Applies to: Exchange Server 2013
Unified Messaging (UM) enables users to use voice mail and other features, including Outlook Voice Access and Call Answering Rules. UM combines voice messaging and email messaging into one mailbox that can be accessed from many different devices. Users can listen to their messages from their email Inbox or by using Outlook Voice Access from any telephone. You have control over how users place outgoing calls from UM, and the experience people have when they call in to your organization.
Today, IT administrators frequently manage the voice mail or telephony networks and the email systems or data networks for their organizations as separate systems. Voice mail and email are located in separate inboxes that are hosted on separate servers accessed through the desktop for email and through the telephone for voice mail.
Unified Messaging makes it possible for Exchange administrators to combine voice messaging and email messaging into one mailbox so their users can listen to their voice mail messages in their Inbox or by using Outlook Voice Access from any telephone. It uses the Exchange store for both email and voice messages.

PROBLEM 1 »
In the records, from the line with "Where can you see the blonde" through the end of the records, swap "dot" for "marker" and write out those lines again with nothing else altered.
The Unified Messaging text and the records are unrelated to each other.

DATA SHOWN »

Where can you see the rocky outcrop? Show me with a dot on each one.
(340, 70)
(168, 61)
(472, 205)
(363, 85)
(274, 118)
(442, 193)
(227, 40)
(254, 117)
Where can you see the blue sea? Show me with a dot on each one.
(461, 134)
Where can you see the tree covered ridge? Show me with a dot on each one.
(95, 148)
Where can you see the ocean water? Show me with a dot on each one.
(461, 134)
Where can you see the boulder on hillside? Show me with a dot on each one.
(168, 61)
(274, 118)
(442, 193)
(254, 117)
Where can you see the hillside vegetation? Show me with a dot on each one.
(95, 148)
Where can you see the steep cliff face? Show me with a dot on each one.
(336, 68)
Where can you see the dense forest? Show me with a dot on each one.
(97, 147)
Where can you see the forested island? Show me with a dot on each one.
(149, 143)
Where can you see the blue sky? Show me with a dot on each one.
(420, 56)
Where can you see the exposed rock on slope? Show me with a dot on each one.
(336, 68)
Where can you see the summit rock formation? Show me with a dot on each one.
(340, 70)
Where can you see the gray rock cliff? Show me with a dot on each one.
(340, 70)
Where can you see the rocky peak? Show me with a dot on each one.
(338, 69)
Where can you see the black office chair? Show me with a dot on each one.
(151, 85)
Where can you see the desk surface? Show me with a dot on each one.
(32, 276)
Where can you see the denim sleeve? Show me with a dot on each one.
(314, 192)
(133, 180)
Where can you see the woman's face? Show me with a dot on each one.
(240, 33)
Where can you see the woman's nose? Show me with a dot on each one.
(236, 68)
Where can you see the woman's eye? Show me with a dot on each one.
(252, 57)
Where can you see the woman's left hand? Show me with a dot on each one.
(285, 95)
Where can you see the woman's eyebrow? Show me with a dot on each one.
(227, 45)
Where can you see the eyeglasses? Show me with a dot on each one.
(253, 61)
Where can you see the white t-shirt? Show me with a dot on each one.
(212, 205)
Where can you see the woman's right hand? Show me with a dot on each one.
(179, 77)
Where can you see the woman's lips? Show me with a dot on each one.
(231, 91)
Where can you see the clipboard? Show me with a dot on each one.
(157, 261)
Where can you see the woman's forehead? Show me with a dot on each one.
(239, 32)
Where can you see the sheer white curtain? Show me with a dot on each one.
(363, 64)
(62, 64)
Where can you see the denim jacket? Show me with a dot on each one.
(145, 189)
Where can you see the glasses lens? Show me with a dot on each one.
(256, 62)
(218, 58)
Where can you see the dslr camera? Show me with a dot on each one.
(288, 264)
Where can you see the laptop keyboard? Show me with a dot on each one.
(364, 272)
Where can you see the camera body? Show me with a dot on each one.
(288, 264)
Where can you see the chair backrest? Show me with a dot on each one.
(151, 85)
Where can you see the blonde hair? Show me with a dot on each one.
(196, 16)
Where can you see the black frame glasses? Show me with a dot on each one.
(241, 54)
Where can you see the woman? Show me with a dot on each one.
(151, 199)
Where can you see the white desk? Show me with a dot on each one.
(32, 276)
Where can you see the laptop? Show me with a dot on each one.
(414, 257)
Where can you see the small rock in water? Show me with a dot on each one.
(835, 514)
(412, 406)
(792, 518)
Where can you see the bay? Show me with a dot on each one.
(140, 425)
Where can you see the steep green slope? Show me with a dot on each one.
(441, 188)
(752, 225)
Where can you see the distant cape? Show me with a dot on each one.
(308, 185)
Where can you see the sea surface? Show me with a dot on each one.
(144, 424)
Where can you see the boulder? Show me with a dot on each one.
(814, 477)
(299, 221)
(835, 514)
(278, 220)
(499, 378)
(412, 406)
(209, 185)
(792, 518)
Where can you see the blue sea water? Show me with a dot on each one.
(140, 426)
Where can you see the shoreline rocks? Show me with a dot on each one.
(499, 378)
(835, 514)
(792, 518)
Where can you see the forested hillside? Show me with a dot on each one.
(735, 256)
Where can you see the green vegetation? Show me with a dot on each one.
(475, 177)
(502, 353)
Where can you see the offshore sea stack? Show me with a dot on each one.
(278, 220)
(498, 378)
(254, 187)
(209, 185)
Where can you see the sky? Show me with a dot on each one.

PROBLEM 2 »
Condense the paragraph of the Unified Messaging text that begins "Unified Messaging (UM) enables users" into a shorter version that keeps its main facts.

OUTPUT 1 »
Where can you see the blonde hair? Show me with a marker on each one.
(196, 16)
Where can you see the black frame glasses? Show me with a marker on each one.
(241, 54)
Where can you see the woman? Show me with a marker on each one.
(151, 199)
Where can you see the white desk? Show me with a marker on each one.
(32, 276)
Where can you see the laptop? Show me with a marker on each one.
(414, 257)
Where can you see the small rock in water? Show me with a marker on each one.
(835, 514)
(412, 406)
(792, 518)
Where can you see the bay? Show me with a marker on each one.
(140, 425)
Where can you see the steep green slope? Show me with a marker on each one.
(441, 188)
(752, 225)
Where can you see the distant cape? Show me with a marker on each one.
(308, 185)
Where can you see the sea surface? Show me with a marker on each one.
(144, 424)
Where can you see the boulder? Show me with a marker on each one.
(814, 477)
(299, 221)
(835, 514)
(278, 220)
(499, 378)
(412, 406)
(209, 185)
(792, 518)
Where can you see the blue sea water? Show me with a marker on each one.
(140, 426)
Where can you see the shoreline rocks? Show me with a marker on each one.
(499, 378)
(835, 514)
(792, 518)
Where can you see the forested hillside? Show me with a marker on each one.
(735, 256)
Where can you see the green vegetation? Show me with a marker on each one.
(475, 177)
(502, 353)
Where can you see the offshore sea stack? Show me with a marker on each one.
(278, 220)
(498, 378)
(254, 187)
(209, 185)
Where can you see the sky? Show me with a marker on each one.

OUTPUT 2 »
Unified Messaging (UM) gives users voice mail and features such as Outlook Voice Access and Call Answering Rules. It puts voice messages and email in a single mailbox that many devices can reach. Users can hear messages from their email Inbox or from any telephone through Outlook Voice Access. Administrators control how users place outgoing calls from UM and what callers experience when they call in to the organization.